#### ENTRIES PROVIDED
● ● ● ● ● ● ●
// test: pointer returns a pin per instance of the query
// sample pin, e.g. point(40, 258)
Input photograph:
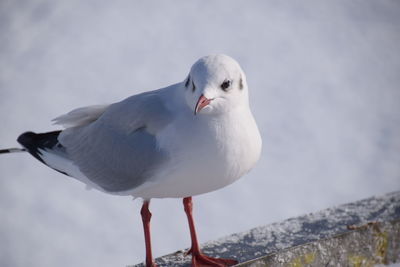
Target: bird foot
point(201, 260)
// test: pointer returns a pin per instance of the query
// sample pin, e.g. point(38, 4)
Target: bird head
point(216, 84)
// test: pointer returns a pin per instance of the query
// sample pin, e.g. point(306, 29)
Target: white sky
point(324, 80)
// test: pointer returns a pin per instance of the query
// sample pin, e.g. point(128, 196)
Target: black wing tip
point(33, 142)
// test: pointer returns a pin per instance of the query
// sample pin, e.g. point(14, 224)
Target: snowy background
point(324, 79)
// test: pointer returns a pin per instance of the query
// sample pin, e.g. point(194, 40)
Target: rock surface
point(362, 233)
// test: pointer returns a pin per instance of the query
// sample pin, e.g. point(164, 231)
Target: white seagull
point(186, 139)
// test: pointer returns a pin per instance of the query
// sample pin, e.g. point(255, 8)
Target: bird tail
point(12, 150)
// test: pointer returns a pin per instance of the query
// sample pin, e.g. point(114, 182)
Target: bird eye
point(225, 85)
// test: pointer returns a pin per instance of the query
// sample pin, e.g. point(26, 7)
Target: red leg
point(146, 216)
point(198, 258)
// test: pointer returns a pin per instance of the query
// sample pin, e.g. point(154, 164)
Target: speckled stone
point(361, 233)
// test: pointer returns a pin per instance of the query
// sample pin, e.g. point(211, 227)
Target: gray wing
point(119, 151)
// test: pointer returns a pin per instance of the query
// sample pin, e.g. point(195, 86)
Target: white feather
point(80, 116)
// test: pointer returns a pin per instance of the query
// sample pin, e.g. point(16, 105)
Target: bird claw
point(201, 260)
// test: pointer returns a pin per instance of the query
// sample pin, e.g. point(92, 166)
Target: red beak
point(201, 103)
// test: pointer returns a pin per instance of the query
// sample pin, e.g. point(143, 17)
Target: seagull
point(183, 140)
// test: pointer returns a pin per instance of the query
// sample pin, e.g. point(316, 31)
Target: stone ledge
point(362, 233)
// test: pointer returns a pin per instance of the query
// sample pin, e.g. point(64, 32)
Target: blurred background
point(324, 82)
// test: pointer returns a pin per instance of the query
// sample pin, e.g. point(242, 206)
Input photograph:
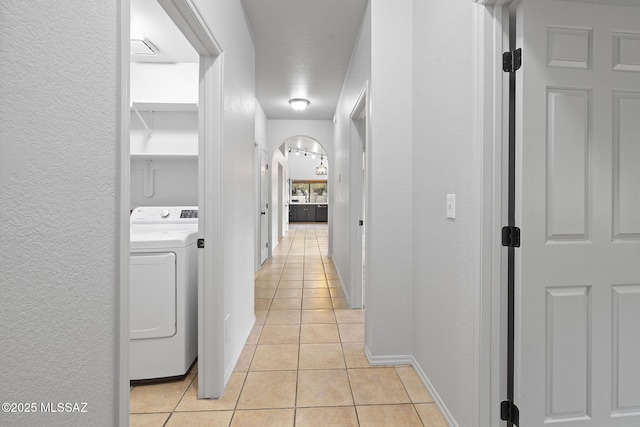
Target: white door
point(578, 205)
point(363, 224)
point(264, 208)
● ● ● ● ● ● ●
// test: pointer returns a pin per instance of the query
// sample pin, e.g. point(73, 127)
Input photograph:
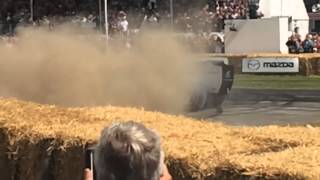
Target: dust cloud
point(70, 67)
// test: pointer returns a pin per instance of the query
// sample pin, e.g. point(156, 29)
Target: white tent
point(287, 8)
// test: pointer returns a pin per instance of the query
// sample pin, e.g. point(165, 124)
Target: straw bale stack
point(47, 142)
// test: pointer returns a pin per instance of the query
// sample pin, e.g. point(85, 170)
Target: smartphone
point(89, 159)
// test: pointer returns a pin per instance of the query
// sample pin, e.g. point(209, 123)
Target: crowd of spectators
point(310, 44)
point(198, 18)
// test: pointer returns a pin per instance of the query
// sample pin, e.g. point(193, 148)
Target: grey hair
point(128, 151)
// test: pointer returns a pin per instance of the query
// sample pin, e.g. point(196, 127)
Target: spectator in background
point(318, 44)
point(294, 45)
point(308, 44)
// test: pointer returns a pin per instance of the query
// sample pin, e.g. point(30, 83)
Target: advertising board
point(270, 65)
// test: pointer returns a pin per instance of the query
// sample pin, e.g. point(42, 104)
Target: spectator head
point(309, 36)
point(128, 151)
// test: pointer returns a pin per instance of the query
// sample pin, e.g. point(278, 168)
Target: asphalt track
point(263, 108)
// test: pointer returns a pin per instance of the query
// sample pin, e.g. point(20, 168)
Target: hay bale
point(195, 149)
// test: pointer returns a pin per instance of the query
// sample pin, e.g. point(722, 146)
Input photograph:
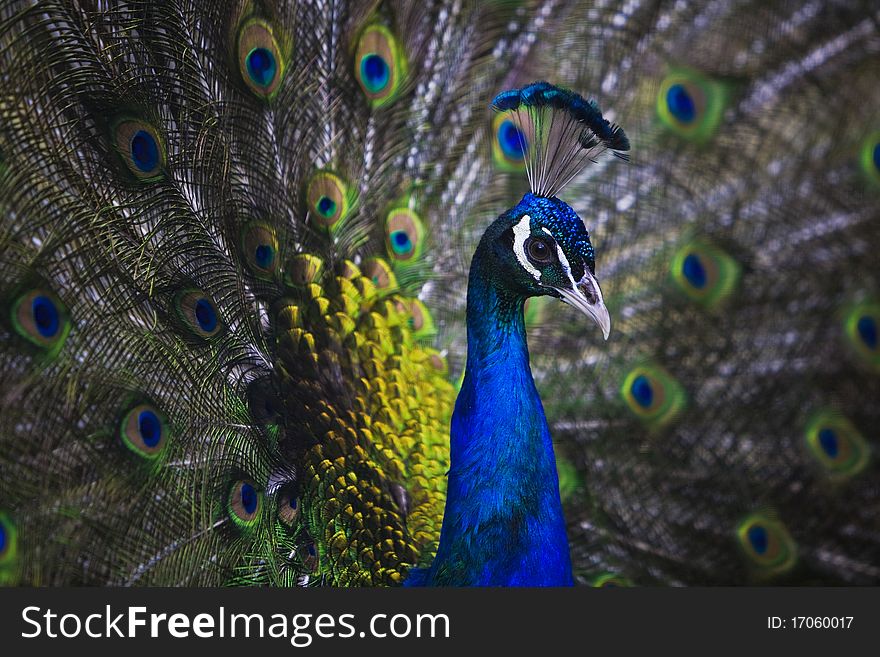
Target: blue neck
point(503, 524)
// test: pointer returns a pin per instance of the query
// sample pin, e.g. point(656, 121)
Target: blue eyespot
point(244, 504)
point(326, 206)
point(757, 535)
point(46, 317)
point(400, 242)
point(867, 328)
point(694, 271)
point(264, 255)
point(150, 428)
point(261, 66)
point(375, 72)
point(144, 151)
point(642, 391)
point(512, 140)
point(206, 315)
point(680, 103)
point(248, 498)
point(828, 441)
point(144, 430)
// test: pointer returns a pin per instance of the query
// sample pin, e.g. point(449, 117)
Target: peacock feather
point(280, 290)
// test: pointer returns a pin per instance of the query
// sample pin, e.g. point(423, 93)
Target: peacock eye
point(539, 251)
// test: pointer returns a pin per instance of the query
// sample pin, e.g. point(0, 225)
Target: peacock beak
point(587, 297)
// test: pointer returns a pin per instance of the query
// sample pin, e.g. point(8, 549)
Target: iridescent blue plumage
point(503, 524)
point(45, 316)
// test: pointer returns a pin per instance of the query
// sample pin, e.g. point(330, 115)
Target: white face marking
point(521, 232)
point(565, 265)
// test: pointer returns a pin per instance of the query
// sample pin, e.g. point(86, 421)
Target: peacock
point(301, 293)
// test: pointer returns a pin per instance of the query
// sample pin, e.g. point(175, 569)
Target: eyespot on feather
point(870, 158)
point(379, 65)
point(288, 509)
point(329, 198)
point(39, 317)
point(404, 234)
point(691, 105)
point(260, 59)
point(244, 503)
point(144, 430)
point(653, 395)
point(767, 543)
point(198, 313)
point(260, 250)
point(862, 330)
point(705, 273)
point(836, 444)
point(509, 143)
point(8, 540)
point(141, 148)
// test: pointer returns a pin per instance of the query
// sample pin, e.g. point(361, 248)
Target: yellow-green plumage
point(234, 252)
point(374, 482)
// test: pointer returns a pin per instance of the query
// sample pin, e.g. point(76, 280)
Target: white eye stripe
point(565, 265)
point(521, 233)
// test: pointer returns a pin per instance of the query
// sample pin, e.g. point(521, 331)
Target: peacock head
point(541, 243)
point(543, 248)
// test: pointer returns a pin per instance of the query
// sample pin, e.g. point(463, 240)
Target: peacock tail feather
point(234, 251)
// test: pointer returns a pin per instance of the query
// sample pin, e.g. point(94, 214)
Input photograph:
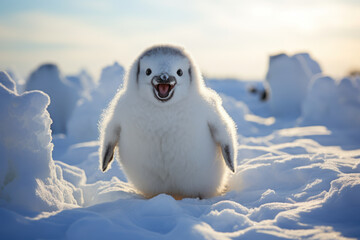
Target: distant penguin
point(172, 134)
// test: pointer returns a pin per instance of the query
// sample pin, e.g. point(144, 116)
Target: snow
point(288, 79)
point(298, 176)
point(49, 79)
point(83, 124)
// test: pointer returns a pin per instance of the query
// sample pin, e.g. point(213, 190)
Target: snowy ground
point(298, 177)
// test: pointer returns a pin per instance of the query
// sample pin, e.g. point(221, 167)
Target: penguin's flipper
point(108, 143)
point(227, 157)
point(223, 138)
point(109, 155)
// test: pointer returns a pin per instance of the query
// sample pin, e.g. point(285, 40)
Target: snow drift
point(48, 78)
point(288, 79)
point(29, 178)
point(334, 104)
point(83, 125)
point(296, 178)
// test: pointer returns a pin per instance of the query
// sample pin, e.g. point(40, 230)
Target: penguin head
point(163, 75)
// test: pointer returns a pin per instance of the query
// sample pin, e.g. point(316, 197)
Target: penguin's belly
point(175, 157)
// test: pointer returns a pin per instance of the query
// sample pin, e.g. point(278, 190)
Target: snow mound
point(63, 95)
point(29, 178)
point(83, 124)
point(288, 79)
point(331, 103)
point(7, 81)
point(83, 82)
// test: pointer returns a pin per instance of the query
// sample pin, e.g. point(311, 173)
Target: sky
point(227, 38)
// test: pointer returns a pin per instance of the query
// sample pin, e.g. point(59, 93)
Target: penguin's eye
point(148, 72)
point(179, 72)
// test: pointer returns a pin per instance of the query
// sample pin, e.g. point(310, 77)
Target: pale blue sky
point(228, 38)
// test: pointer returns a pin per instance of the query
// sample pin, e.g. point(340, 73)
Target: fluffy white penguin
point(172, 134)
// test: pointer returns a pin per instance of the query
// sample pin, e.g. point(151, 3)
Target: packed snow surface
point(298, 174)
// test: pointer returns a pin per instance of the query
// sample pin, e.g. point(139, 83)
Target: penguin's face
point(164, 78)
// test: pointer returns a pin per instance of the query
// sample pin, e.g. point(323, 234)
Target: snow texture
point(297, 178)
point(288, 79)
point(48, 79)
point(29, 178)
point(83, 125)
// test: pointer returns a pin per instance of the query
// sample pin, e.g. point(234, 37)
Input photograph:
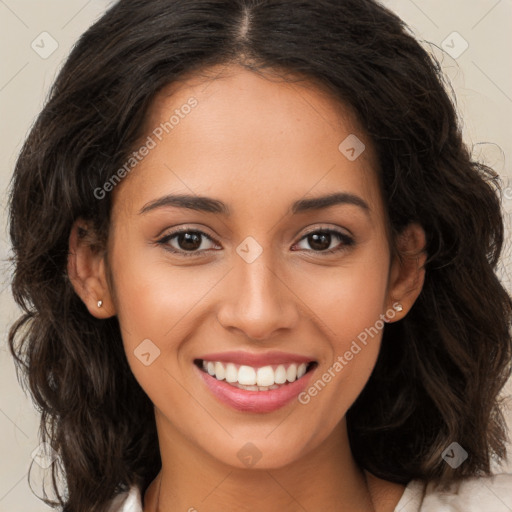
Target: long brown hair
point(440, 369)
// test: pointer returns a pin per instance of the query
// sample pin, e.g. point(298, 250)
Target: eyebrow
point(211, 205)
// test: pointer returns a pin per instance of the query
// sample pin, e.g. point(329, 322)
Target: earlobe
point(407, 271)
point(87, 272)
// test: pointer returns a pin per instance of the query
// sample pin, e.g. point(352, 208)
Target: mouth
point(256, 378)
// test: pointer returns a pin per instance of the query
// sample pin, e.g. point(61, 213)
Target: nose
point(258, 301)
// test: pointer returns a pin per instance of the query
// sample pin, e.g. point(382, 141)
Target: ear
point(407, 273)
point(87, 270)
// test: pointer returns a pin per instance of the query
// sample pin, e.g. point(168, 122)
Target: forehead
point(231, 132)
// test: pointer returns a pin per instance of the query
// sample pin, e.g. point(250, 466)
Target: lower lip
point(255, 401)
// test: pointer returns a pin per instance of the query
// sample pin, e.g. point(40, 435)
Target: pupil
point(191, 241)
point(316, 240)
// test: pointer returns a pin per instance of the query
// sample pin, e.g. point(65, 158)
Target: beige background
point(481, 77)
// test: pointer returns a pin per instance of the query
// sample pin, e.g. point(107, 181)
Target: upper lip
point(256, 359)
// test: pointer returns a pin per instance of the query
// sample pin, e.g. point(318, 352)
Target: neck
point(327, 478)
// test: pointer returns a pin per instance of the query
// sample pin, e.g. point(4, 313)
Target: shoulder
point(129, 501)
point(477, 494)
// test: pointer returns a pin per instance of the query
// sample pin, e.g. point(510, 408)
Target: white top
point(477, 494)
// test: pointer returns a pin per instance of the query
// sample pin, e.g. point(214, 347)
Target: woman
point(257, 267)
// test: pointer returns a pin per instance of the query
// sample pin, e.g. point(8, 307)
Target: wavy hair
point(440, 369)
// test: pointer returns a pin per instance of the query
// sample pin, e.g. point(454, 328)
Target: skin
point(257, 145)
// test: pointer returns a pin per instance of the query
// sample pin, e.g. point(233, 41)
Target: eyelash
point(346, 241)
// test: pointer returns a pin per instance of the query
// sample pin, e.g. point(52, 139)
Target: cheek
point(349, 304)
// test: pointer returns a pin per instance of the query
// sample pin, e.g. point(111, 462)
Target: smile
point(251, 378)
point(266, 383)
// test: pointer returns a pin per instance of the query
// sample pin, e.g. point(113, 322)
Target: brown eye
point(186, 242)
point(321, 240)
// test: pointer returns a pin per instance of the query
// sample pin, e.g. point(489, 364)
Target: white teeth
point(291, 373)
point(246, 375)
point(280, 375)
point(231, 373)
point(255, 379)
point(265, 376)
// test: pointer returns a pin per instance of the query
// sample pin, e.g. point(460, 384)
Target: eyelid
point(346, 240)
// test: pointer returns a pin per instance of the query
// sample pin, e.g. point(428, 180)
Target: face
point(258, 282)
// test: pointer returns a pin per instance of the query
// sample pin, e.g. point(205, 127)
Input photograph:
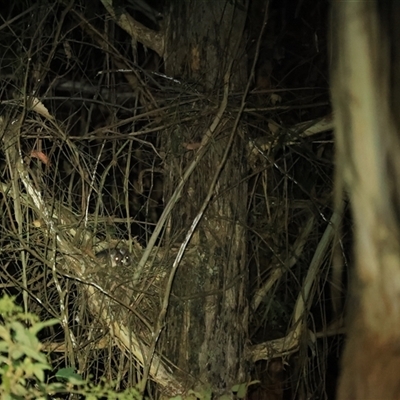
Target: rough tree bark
● ● ● ● ● ● ●
#### WHAT IS REQUIRED
Return each line of the entries above that contains the string "feather", matching case exactly.

#### RESULT OF THIS TASK
Target: white feather
Target: peacock feather
Target: eyespot on feather
Target: peacock tail feather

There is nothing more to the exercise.